* **WORK TO COMPLETE**
Please recast the material below as a Markdown table with the columns Row and Line, giving each line its own numbered row and skipping blank lines. Leave the pictures out.

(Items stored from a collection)
☆ ☆ ☆ ☆

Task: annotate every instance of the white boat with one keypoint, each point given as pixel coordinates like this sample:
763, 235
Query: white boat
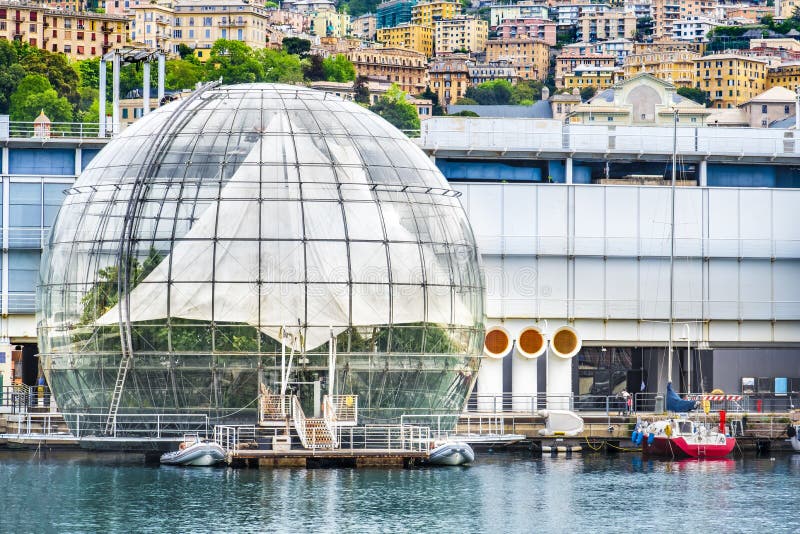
489, 440
792, 431
452, 453
196, 452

☆ ☆ ☆ ☆

* **ANSWER TO THIS TASK**
| Row | Line |
|---|---|
| 1 | Task: annotate every instance of the white boat with one keypoint, each point given as pixel coordinates like this sample: |
| 2 | 763, 235 |
| 3 | Query: white boat |
| 4 | 489, 440 |
| 5 | 792, 431 |
| 6 | 452, 453 |
| 7 | 196, 452 |